> **Task item**: Scan the records that follow, and whenever a line has the word "cuff", copy it.
[Input for this task — start]
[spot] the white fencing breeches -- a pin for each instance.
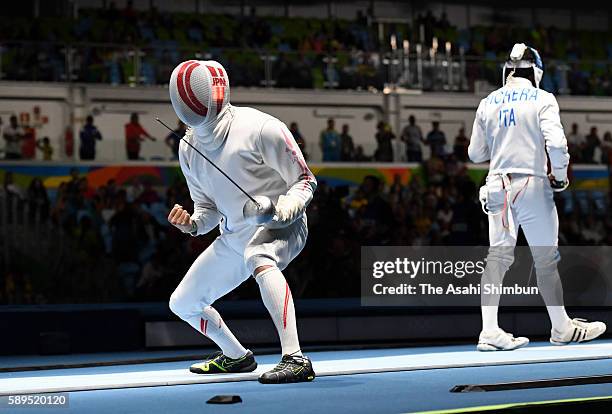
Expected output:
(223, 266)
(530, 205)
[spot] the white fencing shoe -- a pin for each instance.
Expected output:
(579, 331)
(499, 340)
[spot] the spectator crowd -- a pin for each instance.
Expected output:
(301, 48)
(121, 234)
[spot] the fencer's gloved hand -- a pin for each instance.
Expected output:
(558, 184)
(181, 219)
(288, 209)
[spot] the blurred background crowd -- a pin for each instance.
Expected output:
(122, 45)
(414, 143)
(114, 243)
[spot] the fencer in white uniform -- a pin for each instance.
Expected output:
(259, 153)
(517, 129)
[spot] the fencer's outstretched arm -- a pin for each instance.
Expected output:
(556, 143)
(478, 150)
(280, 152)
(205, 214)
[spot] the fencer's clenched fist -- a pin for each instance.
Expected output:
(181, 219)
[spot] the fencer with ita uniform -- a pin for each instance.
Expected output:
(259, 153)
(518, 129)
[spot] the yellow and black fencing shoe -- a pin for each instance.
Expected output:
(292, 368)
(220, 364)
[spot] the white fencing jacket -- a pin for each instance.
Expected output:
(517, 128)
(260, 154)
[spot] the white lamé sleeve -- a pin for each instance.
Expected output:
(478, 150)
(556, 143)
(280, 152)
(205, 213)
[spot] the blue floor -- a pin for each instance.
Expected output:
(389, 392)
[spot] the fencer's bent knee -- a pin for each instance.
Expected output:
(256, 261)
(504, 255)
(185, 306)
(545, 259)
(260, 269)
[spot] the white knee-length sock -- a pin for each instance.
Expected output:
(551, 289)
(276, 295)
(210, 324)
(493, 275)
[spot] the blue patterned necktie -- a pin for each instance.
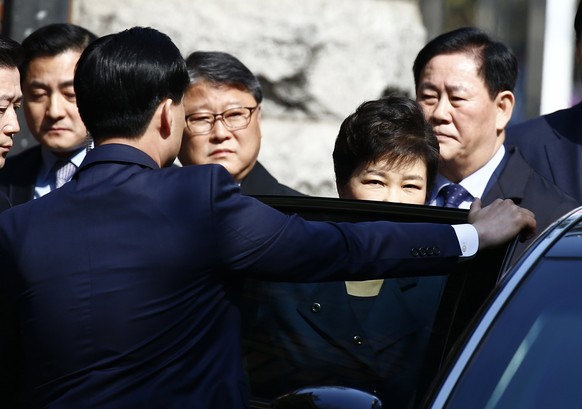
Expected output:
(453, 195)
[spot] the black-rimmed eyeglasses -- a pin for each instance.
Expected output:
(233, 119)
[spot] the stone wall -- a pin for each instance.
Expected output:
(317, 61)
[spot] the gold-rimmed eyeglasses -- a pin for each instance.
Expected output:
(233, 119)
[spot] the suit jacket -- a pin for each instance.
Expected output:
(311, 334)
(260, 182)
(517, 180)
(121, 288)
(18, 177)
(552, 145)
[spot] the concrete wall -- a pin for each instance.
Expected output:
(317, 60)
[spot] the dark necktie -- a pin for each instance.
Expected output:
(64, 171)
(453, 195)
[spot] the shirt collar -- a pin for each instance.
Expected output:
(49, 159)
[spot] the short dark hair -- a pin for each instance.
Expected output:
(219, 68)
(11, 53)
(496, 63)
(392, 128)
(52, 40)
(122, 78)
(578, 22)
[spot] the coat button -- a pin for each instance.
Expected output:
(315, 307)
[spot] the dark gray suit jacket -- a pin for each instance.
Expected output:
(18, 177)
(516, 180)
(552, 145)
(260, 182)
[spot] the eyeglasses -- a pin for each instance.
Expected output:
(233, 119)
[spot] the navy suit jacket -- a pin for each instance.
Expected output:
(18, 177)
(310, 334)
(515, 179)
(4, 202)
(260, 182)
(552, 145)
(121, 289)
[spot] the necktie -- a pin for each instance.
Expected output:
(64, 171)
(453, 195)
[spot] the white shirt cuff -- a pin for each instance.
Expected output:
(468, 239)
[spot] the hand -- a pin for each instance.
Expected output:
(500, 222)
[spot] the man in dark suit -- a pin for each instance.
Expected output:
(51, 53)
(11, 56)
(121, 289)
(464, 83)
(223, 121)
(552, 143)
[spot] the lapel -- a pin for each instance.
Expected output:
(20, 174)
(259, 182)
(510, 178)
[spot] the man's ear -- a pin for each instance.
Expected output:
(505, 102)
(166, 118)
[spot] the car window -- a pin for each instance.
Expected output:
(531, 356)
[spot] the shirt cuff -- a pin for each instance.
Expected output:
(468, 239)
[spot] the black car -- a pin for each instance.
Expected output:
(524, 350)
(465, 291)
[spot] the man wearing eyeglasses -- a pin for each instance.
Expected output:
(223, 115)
[Input for this task — finish]
[Input for this task — start]
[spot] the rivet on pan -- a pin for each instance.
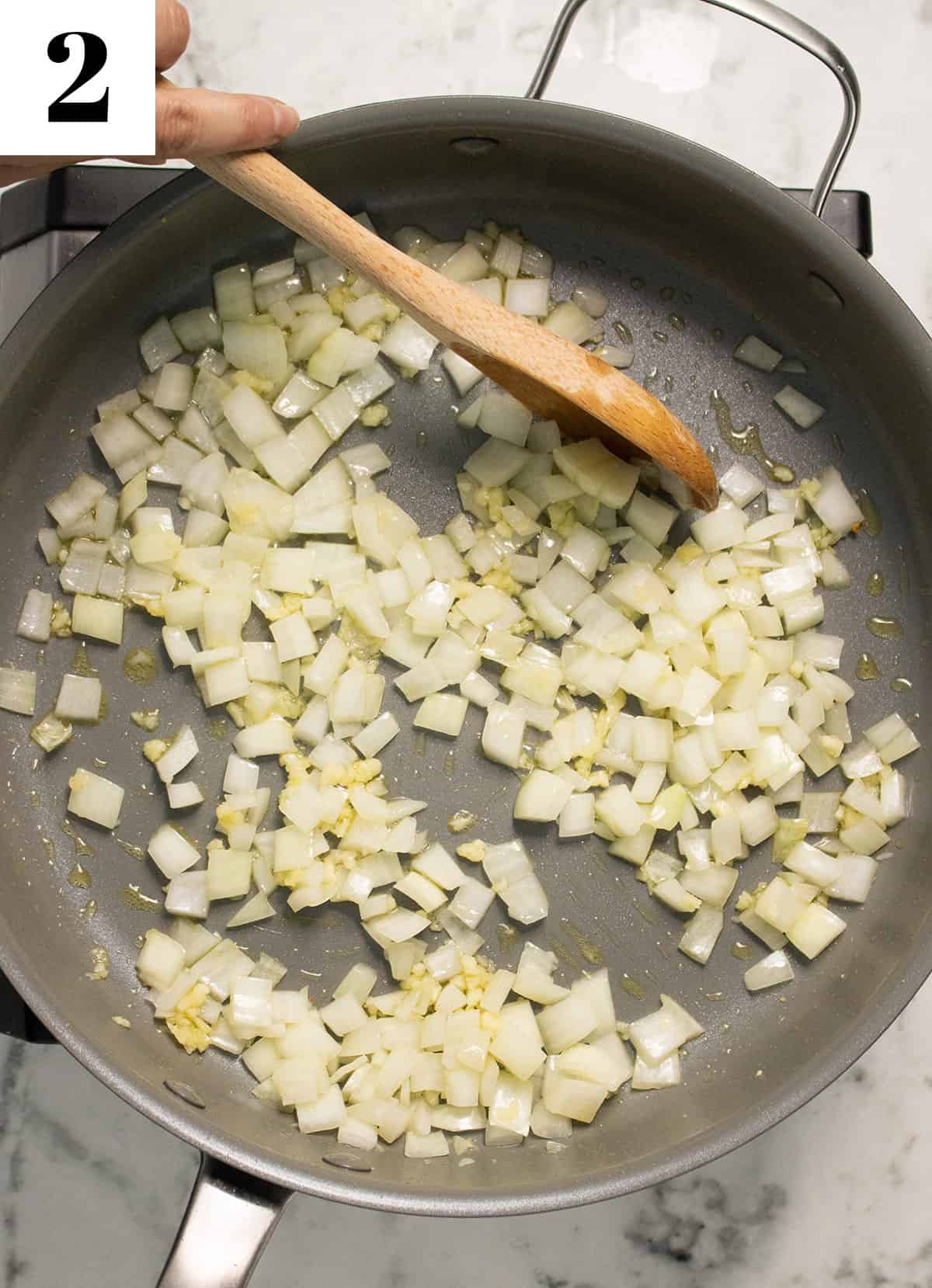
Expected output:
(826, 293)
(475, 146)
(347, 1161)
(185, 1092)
[Input for this task — finish]
> **Task result**:
[spot] the white shirt cuff -- a pin for each instance.
[spot] the shirt cuff -- a pin for each instance.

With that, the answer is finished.